# start of SUPPLIED INFORMATION
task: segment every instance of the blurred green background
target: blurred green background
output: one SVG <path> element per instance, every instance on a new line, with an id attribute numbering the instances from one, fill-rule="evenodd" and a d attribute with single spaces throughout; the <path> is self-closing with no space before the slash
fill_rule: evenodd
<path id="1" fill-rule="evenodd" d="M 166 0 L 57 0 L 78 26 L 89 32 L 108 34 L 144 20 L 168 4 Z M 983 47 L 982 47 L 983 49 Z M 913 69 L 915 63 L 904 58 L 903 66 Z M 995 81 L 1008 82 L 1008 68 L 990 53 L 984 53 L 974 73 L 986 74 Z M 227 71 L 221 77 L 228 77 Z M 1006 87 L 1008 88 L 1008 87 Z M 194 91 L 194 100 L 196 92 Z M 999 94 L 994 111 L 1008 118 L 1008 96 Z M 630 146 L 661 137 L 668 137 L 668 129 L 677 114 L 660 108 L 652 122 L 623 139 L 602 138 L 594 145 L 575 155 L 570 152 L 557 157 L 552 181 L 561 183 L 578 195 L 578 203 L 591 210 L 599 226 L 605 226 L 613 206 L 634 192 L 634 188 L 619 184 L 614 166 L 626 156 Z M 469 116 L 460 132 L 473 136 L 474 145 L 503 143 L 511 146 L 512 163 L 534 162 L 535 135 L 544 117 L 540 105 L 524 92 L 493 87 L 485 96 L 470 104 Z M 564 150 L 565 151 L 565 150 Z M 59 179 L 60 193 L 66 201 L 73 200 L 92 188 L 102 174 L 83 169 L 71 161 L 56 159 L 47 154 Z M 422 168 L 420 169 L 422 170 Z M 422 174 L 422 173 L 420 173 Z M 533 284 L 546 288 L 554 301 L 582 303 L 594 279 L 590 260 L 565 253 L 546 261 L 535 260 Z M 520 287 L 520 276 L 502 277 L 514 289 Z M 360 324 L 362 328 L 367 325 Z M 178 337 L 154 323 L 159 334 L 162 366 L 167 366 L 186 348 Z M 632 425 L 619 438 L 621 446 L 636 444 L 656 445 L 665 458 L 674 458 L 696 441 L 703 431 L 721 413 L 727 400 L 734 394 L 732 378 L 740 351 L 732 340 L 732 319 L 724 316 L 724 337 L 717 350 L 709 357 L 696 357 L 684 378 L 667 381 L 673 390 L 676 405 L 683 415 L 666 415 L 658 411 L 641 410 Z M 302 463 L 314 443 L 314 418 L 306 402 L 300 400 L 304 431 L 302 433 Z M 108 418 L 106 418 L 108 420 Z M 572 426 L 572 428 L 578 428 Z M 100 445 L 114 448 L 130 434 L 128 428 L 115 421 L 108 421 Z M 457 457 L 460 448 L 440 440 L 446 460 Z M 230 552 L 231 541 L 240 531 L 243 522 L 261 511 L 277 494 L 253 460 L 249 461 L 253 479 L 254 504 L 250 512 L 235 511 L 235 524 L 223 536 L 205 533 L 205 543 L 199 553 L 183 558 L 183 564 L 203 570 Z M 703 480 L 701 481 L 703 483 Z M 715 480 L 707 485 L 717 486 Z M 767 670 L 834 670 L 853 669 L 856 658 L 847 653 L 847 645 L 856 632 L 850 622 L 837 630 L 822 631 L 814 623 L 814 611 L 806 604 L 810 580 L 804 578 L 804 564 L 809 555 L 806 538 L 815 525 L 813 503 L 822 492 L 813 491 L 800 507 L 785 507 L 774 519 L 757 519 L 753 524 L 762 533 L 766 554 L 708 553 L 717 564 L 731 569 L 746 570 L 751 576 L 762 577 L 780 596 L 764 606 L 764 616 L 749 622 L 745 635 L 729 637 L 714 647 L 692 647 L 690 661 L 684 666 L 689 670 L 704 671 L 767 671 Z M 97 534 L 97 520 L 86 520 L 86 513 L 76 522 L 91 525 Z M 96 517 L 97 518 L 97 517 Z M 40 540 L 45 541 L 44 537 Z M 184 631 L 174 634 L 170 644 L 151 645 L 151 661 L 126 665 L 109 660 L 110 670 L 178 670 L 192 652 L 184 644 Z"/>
# end of SUPPLIED INFORMATION
Reproduce the rows from the beginning through the line containing "fill_rule: evenodd", swapping "background" for "backdrop" and changing nothing else.

_ANSWER IN FULL_
task: segment every instance of the blurred green backdrop
target: blurred green backdrop
output: one SVG <path> element per instance, every instance on a new line, with an id attribute numbering the instances from one, fill-rule="evenodd" and a d attribute with single spaces throughout; the <path> is self-closing with no space before the slash
fill_rule: evenodd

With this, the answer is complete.